§ **PAGE EXCERPT**
International marketing knowledge and international entrepreneurship in the contemporary multi speed global economy

Kevin Ibeh (Birkbeck, University of London, London, UK)
David Crick (University of Ottawa, Ottawa, Canada)
Hamid Etemad (McGill University, Montreal, Canada)

International Marketing Review

ISSN: 0265-1335

Article publication date: 15 January 2019

Issue publication date: 15 January 2019

3635

Citation

Ibeh, K., Crick, D. and Etemad, H. (2019), "International marketing knowledge and international entrepreneurship in the contemporary multi speed global economy", International Marketing Review, Vol. 36 No. 1, pp. 2-5. https://doi.org/10.1108/IMR-02-2019-377

Publisher

:

Emerald Publishing Limited

Copyright © 2019, Emerald Publishing Limited


International marketing knowledge and international entrepreneurship in the contemporary multi speed global economy

Introduction

The past two decades have witnessed the relentless advancement of a body of knowledge focused on explaining aspects of firms’ entrepreneurial internationalisation behaviour, including the actions of their key decision makers or management teams. This literature base has, in no small measure, benefited from research originating from the McGill International Entrepreneurship (IE) Conference Series, which marks its 20th anniversary in 2018. The cross-disciplinary ethos of this nascent scholarly community is amply reflected in the wealth of IE studies that actively bridge the contiguous domains of international marketing, international management, international business and much else. The present special issue extends this admirable tradition by showcasing boundary spanning research that contributes to both theory and practice.

§ **SUPPLIED MATERIAL**
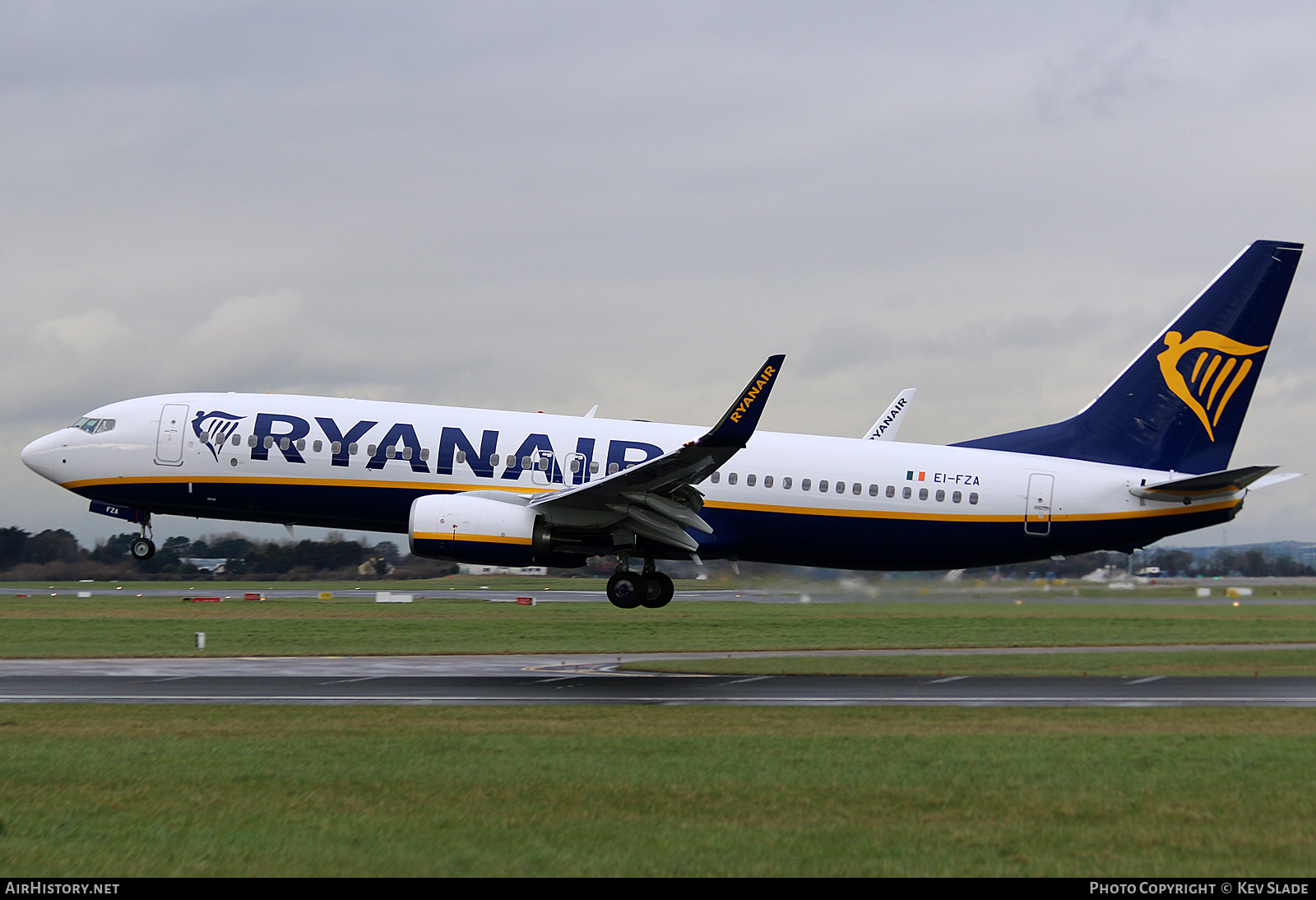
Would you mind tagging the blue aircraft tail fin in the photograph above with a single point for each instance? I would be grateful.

§ **WHAT YOU NEED TO DO**
For each statement, answer yes or no based on the editorial page and quote the words that decide it: 1. The McGill International Entrepreneurship Conference Series reached its 20th anniversary in 2018. 2. The article appears in Vol. 36 No. 2 of International Marketing Review. 3. David Crick is listed with McGill University. Rely only on the editorial page when answering.

§ **REPLY**
1. Yes: "which marks its 20th anniversary in 2018"
2. No: "Vol. 36 No. 1"
3. No: "David Crick (University of Ottawa, Ottawa, Canada)"